Starting at the line that contains "Put a point on every instance of the ford oval", print every remaining line of the entries, unchanged, and output nothing more.
# START OF Dataset excerpts
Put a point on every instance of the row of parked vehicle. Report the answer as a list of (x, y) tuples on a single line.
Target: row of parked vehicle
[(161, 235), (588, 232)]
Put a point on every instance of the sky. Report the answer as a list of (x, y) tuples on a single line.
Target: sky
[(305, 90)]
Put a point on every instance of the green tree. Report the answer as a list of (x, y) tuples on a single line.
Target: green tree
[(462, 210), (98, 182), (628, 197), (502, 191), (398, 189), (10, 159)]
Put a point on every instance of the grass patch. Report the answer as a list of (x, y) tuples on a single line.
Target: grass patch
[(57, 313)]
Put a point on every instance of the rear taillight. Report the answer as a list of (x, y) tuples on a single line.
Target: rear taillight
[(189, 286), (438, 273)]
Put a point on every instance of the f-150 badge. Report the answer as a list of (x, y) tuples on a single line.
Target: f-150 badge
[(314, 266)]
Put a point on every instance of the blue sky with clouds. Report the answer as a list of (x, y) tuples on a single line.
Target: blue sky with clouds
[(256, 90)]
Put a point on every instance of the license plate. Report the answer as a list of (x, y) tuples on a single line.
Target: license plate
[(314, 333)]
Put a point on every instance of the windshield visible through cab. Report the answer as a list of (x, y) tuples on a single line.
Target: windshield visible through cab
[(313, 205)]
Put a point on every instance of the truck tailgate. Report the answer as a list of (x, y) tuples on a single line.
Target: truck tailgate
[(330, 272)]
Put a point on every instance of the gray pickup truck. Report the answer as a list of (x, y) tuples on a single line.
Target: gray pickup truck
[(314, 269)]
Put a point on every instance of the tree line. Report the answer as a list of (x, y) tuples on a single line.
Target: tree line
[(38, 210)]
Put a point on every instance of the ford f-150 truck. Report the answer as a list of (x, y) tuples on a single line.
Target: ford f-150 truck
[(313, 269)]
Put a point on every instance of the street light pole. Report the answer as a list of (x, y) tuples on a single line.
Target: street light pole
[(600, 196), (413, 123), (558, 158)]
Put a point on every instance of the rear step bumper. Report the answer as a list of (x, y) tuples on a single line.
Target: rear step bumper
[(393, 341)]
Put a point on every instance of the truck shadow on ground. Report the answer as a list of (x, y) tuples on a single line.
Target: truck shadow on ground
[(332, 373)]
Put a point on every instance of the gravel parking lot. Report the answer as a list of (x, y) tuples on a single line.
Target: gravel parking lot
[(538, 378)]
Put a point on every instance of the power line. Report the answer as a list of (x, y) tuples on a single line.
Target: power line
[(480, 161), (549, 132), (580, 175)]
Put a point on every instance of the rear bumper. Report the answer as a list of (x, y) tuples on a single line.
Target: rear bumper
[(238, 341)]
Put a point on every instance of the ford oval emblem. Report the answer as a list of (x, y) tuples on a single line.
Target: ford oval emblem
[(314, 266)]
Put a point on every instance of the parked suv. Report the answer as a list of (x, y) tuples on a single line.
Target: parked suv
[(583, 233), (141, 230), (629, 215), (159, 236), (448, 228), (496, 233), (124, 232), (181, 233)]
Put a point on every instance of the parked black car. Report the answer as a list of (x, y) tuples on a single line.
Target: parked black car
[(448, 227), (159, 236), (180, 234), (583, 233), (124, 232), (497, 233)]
# END OF Dataset excerpts
_Result for this task:_
Put a point on every instance of the ford oval emblem. Report the answer as a list of (x, y) tuples on a single line.
Target: ford oval emblem
[(314, 266)]
Put a point on every instance of the parked suv. Report the answer as a list of (x, y) tuples on a single line.
Target: parked suv
[(583, 233), (141, 230), (629, 215), (159, 236), (448, 228), (496, 233), (124, 232), (181, 233)]
Put a point on every instance of the parked black car. Report the answer as a list of (x, y) tuples on a single line.
Target: parked black car
[(448, 227), (159, 236), (180, 234), (583, 233), (124, 232), (497, 233)]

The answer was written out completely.